- [Problema A]
Quais linhas das entradas abaixo contêm a palavra "green"? Localize-as e copie cada uma, distinguindo maiúsculas de minúsculas.

- [Texto de origem]
Nem, consequentemente, poderia o douto Acordão em crise, olvidar a legislação referente ao regime jurídico aplicável aos 1º, 2º, 3º, 4º e 5º Requeridos, onde se incluem a P..., SA e P..., SA ( nomeadamente a Lei nº62/2008 de 11.11, o DL nº2/2010, as Resoluções do Conselho de Ministros nº 57-B/2010 de 16.8 e nº80/2010 de 12.10 bem como o DL nº558/99 de 17.17, posteriormente alterado e republicado pelo DL nº 300/2007 de 23.8, o Dec. Lei nº 133/2013 de 3/10, o Dec. Lei nº 71/2007 de 27.03 e despacho nº 825/11- STF de 3.6.20118 Informação da DGTF de 2.6.2011 bem como a Resolução do Conselho de Ministros nº 49/2007 de 28.03).

O douto Acórdão, recorrido, errou ao considerar que tendo sido aberto o procedimento de inventariação e classificação e arquivado, liminarmente, o fim pretendido com a providência cautelar foi alcançado.

Mas não será assim, porque o procedimento fixado na LBPC foi mandado abrir por Despacho do Secretário de Estado da Cultura mas não foi concluído, como se pretende na presente providência.

- [Problema B]
Que decretos-lei são citados no texto de origem? Identifique cada um pelo número e pelo ano.

- [Entradas listadas]
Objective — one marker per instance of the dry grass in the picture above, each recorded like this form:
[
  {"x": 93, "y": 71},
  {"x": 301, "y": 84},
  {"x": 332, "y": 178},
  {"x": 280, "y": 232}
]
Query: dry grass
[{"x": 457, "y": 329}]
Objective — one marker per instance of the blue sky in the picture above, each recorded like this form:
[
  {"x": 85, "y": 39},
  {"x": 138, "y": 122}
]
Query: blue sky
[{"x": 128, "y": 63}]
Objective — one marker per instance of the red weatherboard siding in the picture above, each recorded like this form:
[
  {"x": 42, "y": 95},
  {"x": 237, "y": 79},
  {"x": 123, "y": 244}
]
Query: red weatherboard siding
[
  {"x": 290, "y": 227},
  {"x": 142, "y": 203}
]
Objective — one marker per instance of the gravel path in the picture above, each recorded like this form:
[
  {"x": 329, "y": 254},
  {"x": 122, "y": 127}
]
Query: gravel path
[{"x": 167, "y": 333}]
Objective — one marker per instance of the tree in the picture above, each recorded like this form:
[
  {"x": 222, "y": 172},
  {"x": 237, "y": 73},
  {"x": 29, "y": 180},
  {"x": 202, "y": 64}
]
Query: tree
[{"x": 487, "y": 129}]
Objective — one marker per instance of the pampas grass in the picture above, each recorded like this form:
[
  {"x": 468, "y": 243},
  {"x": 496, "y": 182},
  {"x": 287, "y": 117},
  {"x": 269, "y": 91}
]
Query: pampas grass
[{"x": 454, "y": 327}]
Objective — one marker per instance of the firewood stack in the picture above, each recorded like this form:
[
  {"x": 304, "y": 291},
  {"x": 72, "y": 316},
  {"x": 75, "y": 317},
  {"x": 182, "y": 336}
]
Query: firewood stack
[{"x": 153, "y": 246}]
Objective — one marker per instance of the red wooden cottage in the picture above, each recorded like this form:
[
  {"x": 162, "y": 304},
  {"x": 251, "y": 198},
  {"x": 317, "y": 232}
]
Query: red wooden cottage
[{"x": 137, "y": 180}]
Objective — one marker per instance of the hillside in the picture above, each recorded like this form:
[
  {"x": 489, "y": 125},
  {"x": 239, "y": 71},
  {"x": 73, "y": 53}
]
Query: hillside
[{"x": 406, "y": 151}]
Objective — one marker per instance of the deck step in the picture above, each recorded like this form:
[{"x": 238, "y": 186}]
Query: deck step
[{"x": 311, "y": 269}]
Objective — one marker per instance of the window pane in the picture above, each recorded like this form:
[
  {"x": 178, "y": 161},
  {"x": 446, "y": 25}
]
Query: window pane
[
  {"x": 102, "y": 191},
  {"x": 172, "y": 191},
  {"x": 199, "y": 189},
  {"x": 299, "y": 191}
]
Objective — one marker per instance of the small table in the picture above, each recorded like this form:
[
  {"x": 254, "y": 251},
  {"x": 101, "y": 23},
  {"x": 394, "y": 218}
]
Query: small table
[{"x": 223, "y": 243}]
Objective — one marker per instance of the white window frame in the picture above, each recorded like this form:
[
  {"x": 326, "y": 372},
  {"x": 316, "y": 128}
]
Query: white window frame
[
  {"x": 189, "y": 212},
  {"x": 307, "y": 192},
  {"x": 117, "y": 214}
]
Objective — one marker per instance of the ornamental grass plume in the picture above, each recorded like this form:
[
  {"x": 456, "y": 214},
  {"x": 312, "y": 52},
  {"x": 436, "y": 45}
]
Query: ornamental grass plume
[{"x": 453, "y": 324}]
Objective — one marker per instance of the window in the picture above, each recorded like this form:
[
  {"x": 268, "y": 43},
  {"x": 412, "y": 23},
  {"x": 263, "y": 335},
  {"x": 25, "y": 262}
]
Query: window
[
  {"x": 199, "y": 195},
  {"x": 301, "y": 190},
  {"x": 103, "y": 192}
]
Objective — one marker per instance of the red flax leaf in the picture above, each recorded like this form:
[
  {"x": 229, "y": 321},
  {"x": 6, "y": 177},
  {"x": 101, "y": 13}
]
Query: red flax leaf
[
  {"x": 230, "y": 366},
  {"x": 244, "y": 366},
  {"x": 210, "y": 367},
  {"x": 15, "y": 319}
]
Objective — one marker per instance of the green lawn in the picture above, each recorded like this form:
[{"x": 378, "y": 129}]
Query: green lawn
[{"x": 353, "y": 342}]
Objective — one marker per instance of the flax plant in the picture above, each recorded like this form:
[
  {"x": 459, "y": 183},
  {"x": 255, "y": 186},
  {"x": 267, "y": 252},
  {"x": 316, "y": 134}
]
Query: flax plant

- [Resolução detalhada A]
Objective — one marker per instance of the green lawn in the picture above, each recorded like this form:
Query: green lawn

- [Resolução detalhada B]
- DL nº 2/2010
- DL nº 558/99
- DL nº 300/2007
- Dec. Lei nº 133/2013
- Dec. Lei nº 71/2007